Rossini rompt les premiers mois de son silence des années 1830 – après la création de son dernier opéra, Guillaume Tell – avec un Stabat Mater que lui commande un mécène espagnol. Des rebondissements quant à la maladie du compositeur et la propriété de la partition reportent à 1842 la création véritable à Paris de tous les numéros écrits de sa main. Wagner a beau rouspéter sur le caractère peu recueilli de la partition pour une œuvre religieuse, la vive théâtralité de l’écriture suscite l’engouement public.
C’est ce Stabat Mater qui a été choisi pour la première soirée de l’édition 2022 du Festival de Saint-Denis. Dans les volumes de la basilique cathédrale, l’univers musical tient davantage des remous maritimes que des jeux de masques, mais se grave une facette bien plus introspective et combattive (et tout aussi saisissante) que dans la version que nous avions entendue à la Philharmonie de Paris en 2019. Les pupitres de l’Orchestre Philharmonique de Radio France sont avant tout des molécules stables faites d’atomes crochus. Les départs et arrivées de cordes s’opèrent dans l’homogénéité la plus complète, les pizz surgissent de la pierre, les basses montent dans l’air, alors que les vents sont les vecteurs de changements de phases. Myung-Whun Chung retrouve la formation dont il a été Directeur musical de 2000 à 2015. Si le tempo garde l’évidence droite d’un gouvernail, le référentiel de musicalité est celui d’une superposition de courants gigognes, comme l’écosystème d’une étendue d’eau versatile. L’inflexion de la texture et de la chaleur se retrouve dans les dix parties de la pièce, célébrant les flux aqueux à la manière d’un livre d’images romantiques sur un radeau persévérant. Le chef définit le cadre par la mesure, et y intègre le contenu d’une boule à neige tour à tour facétieuse et sérieuse. L’Ave Verum de Mozart qui ouvre le concert utilise le même procédé de surface et d’immersion, par des ondes qui naissent et meurent dans la claire pénombre.

— DONNÉES À EXAMINER —
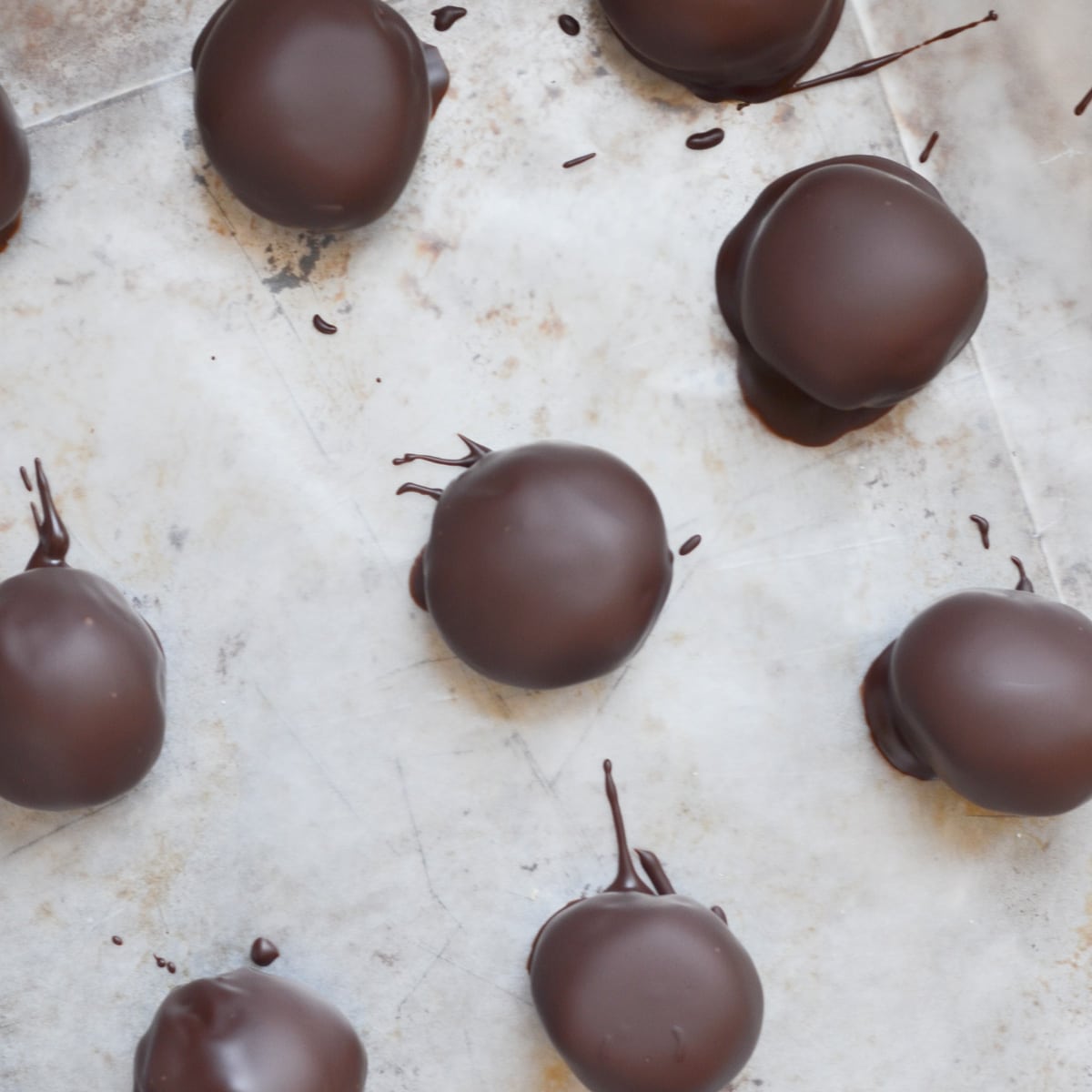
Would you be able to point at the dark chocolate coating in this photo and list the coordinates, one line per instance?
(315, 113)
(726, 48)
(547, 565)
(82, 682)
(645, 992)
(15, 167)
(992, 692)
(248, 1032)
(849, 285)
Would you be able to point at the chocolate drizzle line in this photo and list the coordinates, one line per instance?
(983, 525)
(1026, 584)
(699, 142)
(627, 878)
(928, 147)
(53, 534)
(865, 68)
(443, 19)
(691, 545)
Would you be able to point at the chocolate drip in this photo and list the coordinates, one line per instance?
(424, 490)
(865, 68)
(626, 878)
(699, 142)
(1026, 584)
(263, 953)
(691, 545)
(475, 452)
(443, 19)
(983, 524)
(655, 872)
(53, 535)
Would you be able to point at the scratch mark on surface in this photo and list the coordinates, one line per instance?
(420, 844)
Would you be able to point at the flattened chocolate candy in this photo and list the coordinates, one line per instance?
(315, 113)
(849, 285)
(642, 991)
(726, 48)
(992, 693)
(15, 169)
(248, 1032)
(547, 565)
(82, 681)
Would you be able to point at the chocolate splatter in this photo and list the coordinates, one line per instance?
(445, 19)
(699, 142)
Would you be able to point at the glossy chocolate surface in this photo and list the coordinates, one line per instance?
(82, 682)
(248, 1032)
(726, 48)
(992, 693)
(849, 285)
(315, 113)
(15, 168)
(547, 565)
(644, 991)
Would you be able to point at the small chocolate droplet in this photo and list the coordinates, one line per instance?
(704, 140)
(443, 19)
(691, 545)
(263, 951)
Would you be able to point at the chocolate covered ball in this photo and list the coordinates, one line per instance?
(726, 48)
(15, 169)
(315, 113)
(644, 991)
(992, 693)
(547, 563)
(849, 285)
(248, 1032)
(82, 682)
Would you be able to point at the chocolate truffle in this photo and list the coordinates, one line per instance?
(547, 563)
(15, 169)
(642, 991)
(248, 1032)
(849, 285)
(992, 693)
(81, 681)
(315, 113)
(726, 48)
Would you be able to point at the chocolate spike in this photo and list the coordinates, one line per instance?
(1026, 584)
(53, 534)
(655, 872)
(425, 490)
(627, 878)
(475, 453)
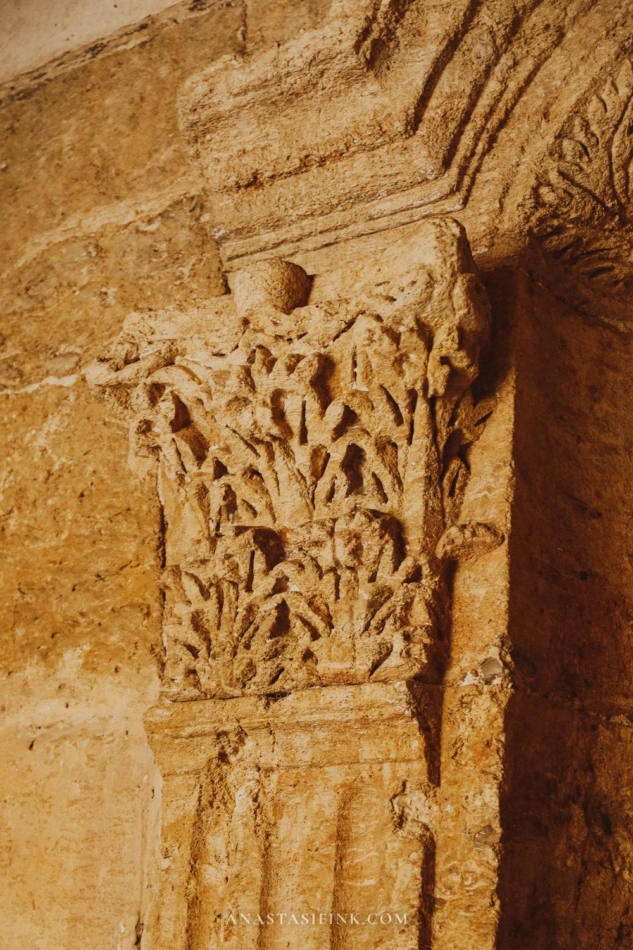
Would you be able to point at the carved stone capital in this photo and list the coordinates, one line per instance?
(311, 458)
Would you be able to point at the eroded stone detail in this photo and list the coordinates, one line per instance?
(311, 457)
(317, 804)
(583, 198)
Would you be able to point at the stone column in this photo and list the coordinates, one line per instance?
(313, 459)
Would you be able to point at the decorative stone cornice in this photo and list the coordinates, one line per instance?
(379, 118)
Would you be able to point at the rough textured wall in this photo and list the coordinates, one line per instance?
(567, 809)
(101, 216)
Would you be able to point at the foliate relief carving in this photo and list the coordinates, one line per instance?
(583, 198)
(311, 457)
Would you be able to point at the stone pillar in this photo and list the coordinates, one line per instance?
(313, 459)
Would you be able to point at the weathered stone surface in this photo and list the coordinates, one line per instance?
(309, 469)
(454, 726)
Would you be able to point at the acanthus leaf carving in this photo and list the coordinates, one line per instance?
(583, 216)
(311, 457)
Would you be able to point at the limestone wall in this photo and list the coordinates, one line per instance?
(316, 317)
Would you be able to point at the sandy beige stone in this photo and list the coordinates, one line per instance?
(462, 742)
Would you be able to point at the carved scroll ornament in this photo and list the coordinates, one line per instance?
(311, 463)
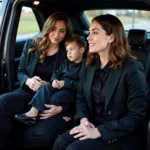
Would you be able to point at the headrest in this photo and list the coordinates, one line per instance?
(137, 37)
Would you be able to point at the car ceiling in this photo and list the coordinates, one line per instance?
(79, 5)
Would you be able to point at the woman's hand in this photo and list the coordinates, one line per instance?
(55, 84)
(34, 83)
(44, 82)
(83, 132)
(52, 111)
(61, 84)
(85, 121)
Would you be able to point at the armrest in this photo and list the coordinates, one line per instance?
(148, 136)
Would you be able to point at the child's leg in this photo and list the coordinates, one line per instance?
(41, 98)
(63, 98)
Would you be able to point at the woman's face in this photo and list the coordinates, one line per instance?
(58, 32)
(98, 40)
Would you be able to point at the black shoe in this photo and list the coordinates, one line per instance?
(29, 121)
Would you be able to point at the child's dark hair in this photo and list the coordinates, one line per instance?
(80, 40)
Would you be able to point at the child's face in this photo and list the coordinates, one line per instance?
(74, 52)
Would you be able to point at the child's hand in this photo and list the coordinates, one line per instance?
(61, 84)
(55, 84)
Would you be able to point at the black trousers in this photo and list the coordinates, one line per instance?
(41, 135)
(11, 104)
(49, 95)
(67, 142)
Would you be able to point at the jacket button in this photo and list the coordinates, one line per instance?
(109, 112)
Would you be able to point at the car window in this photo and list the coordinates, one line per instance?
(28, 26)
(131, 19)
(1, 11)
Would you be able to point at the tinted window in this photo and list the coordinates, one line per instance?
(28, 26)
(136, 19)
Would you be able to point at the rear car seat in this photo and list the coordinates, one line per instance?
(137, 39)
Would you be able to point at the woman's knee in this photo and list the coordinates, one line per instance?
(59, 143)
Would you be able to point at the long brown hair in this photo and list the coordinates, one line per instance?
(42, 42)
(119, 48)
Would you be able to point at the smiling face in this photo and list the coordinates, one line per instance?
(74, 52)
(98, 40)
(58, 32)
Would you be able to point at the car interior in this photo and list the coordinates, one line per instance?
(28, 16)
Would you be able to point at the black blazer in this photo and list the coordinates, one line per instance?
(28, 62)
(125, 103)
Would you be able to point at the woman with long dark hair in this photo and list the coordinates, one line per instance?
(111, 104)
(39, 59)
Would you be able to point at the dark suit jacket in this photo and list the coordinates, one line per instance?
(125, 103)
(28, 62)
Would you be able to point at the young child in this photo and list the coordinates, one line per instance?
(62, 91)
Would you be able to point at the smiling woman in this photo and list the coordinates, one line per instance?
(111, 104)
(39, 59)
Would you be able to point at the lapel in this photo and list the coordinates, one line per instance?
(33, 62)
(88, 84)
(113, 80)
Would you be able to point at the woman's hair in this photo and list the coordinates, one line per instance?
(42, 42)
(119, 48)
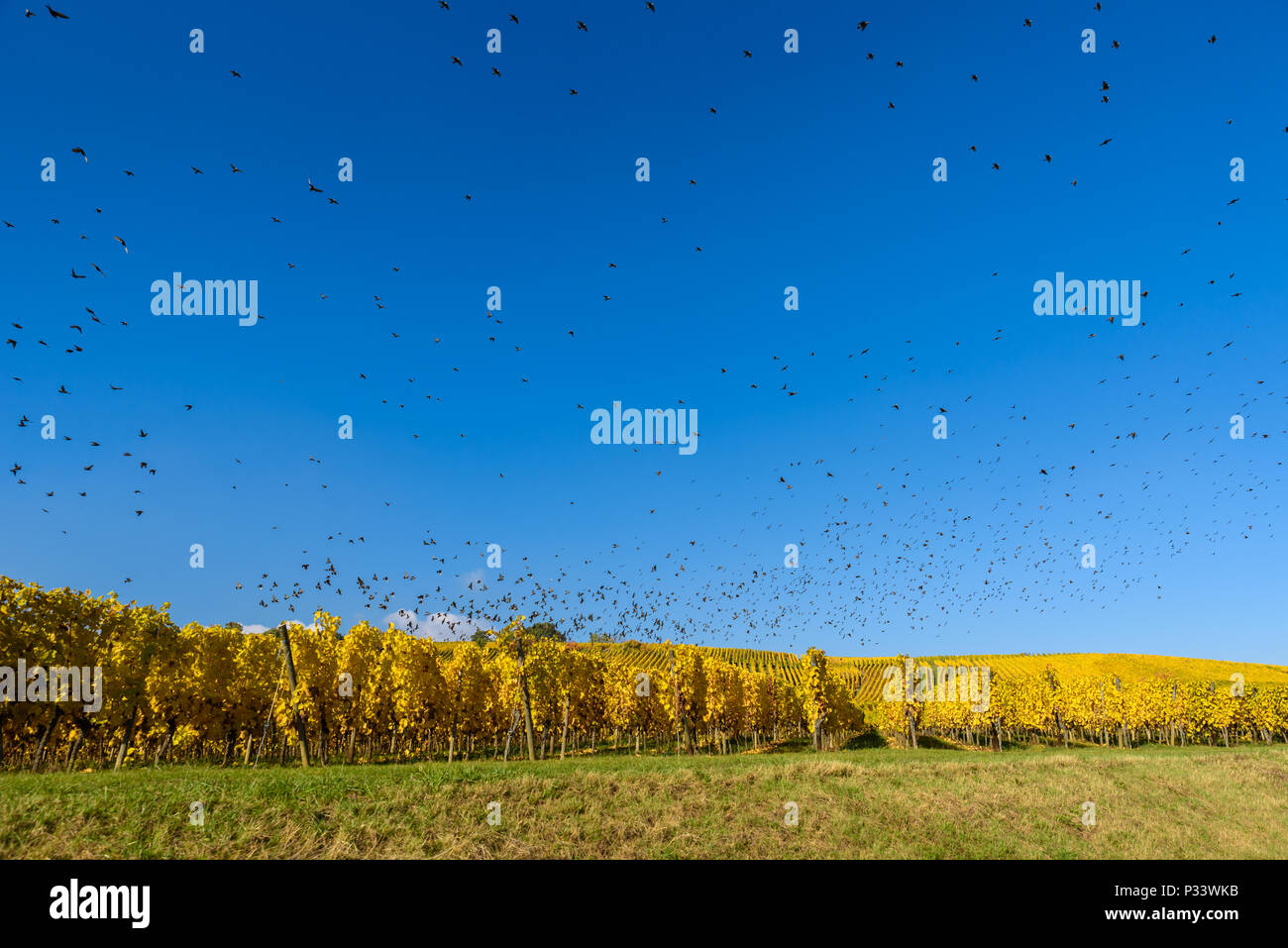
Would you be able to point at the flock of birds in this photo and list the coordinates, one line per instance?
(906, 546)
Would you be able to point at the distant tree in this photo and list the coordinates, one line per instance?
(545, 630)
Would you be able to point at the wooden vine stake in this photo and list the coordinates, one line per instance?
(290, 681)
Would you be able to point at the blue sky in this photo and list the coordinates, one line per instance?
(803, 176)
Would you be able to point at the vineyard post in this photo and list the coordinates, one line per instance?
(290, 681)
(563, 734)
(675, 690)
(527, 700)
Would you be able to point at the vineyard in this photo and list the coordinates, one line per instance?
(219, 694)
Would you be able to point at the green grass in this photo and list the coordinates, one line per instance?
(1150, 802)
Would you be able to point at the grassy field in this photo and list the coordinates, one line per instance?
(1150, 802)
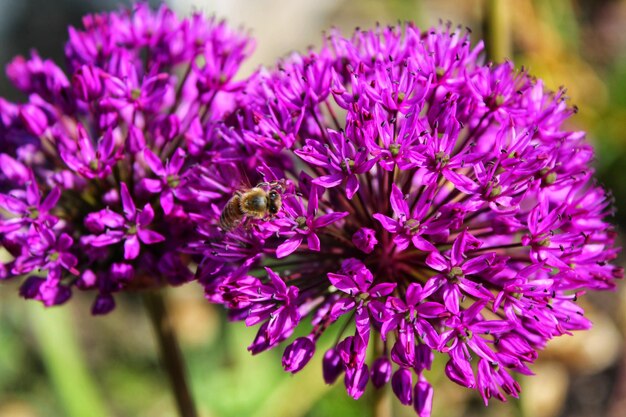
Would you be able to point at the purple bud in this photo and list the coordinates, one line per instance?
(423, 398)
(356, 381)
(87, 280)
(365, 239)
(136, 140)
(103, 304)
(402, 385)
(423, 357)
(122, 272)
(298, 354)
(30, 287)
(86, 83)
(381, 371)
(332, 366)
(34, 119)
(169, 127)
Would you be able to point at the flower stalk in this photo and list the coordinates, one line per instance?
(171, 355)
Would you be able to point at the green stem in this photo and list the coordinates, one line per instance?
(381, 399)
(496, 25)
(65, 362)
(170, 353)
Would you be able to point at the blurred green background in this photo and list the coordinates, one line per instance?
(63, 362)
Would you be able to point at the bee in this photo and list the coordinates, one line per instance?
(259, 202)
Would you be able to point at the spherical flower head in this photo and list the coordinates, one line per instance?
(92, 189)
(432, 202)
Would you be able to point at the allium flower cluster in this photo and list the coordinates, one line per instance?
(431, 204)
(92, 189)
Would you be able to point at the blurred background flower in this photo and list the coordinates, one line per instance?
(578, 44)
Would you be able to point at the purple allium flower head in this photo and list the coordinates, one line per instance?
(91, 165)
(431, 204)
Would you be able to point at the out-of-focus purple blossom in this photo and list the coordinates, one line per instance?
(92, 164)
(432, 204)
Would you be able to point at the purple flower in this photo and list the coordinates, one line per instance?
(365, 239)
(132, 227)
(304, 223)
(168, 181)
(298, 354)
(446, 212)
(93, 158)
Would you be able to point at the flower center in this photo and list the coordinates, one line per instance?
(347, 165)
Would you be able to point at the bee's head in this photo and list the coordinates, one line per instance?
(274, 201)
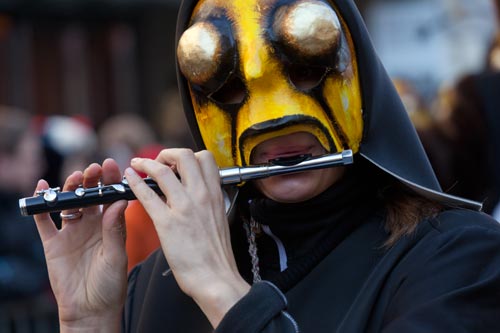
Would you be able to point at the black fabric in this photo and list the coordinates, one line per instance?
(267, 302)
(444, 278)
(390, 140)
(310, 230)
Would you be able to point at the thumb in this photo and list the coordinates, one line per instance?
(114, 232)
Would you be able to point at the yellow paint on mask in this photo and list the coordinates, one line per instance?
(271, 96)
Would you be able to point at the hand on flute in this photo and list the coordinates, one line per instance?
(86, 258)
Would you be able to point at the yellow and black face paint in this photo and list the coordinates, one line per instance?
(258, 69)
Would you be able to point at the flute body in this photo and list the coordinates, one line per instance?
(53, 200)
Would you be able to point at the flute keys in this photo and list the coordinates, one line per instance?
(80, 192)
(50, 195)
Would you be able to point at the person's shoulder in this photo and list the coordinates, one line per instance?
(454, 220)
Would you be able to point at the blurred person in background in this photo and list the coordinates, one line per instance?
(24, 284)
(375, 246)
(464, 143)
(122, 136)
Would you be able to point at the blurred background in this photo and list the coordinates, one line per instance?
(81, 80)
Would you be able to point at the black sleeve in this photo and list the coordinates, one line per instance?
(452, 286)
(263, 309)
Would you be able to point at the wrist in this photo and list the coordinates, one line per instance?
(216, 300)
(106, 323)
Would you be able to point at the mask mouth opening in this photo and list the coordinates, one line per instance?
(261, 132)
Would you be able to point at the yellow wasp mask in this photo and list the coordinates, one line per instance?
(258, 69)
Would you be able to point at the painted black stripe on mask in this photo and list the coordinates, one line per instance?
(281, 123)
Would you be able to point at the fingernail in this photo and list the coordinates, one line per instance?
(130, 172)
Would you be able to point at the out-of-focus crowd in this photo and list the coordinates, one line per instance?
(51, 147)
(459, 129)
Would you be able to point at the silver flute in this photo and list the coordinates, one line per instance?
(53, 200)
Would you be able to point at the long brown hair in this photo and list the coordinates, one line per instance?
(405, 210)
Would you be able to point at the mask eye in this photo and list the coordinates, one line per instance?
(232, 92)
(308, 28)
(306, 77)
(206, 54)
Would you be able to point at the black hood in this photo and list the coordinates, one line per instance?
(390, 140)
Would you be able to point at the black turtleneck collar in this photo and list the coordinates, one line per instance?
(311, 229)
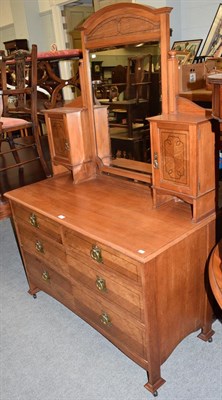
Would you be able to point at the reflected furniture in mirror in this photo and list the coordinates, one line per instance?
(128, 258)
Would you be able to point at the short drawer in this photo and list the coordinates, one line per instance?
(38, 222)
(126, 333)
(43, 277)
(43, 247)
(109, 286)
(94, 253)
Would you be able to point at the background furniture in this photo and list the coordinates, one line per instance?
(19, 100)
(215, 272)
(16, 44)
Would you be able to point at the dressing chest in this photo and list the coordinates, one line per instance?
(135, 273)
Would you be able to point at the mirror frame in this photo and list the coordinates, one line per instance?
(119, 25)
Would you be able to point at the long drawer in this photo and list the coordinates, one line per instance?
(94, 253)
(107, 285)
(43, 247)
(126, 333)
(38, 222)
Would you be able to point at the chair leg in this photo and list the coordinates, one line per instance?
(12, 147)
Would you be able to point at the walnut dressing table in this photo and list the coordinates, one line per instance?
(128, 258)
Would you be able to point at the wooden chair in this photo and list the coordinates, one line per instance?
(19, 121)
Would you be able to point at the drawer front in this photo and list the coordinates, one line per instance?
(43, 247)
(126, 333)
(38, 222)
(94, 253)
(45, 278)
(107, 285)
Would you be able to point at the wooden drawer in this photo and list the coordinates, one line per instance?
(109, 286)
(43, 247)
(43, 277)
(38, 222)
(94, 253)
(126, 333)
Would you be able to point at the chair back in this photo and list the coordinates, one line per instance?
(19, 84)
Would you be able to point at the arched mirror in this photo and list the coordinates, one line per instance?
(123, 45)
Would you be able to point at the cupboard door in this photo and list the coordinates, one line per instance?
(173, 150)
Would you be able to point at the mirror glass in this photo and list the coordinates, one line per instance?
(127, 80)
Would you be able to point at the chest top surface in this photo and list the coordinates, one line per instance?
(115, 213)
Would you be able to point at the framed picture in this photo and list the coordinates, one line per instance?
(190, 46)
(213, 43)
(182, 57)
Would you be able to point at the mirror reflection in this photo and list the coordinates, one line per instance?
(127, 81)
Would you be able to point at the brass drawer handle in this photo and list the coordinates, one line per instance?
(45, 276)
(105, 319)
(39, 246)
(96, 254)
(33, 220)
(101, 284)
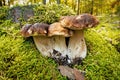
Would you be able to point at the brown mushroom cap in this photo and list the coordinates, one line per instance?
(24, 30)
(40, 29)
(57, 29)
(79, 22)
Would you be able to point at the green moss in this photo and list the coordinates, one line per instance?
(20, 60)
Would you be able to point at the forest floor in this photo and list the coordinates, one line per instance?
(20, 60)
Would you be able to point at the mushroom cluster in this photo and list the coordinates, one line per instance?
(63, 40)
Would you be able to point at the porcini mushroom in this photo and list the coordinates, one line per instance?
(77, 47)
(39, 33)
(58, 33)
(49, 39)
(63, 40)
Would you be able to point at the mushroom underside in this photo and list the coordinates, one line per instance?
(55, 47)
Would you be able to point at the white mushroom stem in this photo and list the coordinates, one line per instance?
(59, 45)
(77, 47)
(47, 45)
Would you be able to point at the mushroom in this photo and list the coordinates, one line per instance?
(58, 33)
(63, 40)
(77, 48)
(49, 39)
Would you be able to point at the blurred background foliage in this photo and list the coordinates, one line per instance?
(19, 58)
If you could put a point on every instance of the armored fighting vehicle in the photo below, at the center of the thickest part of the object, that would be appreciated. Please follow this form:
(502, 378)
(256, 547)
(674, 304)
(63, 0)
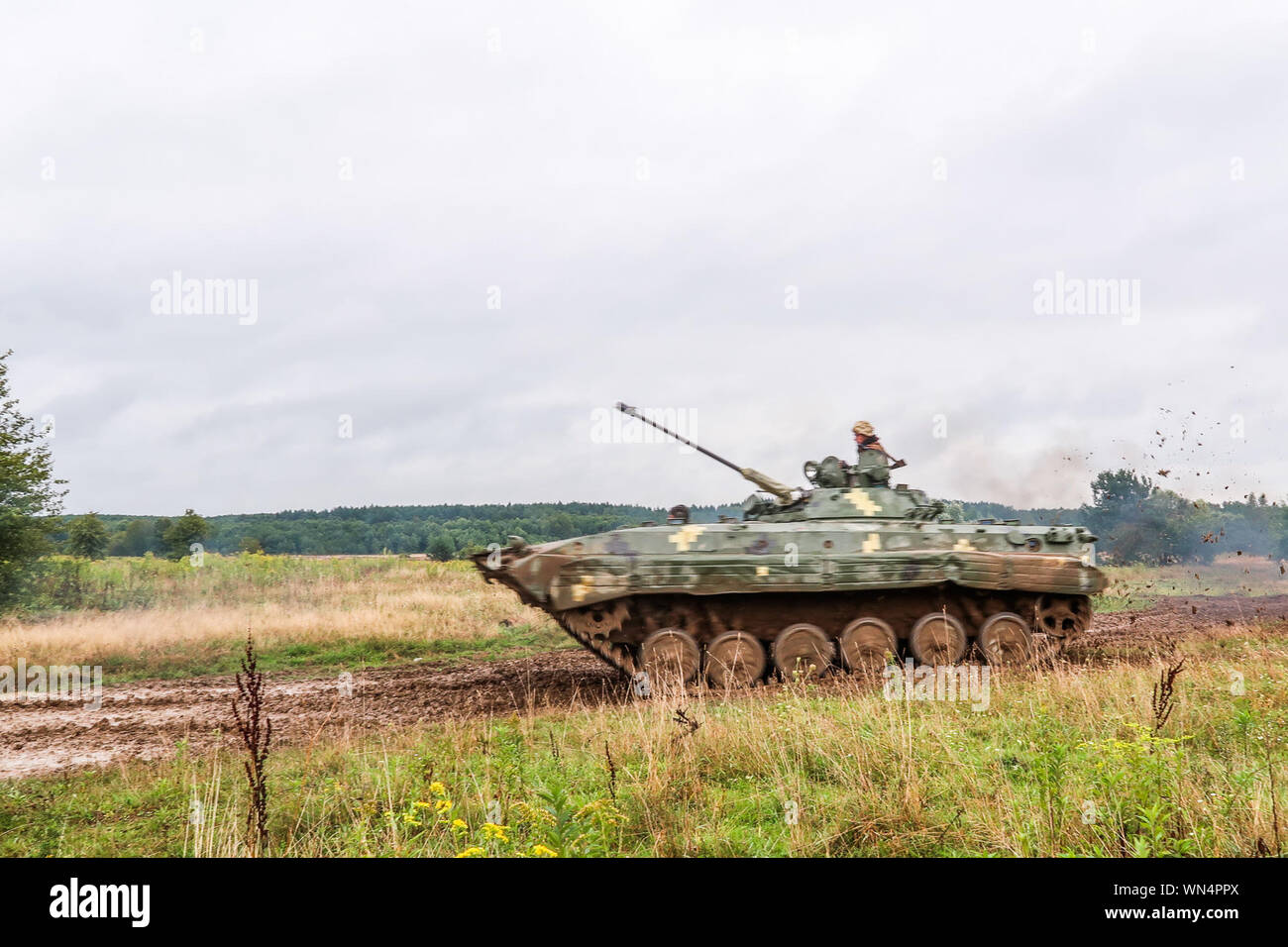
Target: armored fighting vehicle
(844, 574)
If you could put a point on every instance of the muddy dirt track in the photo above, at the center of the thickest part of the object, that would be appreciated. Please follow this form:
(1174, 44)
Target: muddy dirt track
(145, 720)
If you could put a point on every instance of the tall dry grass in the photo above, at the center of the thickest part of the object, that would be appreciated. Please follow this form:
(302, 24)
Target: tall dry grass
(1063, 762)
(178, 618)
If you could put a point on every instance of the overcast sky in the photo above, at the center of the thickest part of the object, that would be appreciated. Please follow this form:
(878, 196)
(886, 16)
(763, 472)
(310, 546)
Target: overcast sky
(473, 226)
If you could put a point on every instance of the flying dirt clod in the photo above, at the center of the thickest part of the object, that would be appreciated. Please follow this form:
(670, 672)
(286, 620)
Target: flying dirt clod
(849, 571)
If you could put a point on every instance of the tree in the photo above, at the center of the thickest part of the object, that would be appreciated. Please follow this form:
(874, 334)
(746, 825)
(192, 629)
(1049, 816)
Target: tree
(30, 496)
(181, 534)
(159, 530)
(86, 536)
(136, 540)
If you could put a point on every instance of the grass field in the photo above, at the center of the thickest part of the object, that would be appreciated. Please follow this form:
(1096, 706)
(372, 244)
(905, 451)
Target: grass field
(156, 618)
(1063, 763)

— CONSIGNE —
Prolongez la critique du Stabat Mater de Rossini au Festival de Saint-Denis en reprenant juste après sa dernière phrase. Le listing provient d'une autre source que la critique.

— RÉPONSE ATTENDUE —
Le Chœur de Radio France, préparé avec passion par Lionel Sow, parvient à se démultiplier en bulles de savon enveloppantes autour de l’orchestre. Le son s’accroît dans l’affirmation d’un fil ténu, les nuances s’estompent dans l’extinction progressive d’une étincelle volubile. Le Quando corpus morietur met en musique une agglomération des mots, dans laquelle chaque nouvelle voix prend le dessus sur la précédente. Les ampoules de chant varient leur intensité lumineuse à basse consommation dans un fascinant reflet de tain en perpétuelle évolution.
Des quatre solistes, le ténor Xabier Anduaga est sans aucun doute le plus hardi. L’émission maîtrisée garde sa splendeur jusqu’au contre-ré bémol du Cujus Animam, et le maintien d’une pâte constante impressionne. Chez la mezzo Chiara Amarù, la magnifique introversion des vocalises ravit l’oreille. La ligne adhère aux notes et s’enrichit d’émotion par ces checkpoints à la saveur tonka. Les atouts de le soprano Selene Zanetti sont dans l’approche sanguine de l’instant présent et dans l’esprit de liberté porté par la phrase, ce qui ne lui facilite toutefois pas la tâche de prendre en main jusqu’au bout ses intentions dans l’Inflammatus et accensus. La puissante basse Gianluca Buratto dispose d’un sens aigu de la déclamation, et met particulièrement bien en valeur son registre grave. En revanche, les aigus serrés et la gaillardise trop systématique ne lui permettent pas de se fondre à l’océan de l’accompagnement.
Le fugato de l’Amen final n’est pourtant pas la partie la plus aboutie du concert, mais nous sortons ragaillardis de l’hydrothérapie musicale réfléchie reçue toute l’heure auparavant.
Thibault Vicq
(Saint-Denis, 31 mai 2022)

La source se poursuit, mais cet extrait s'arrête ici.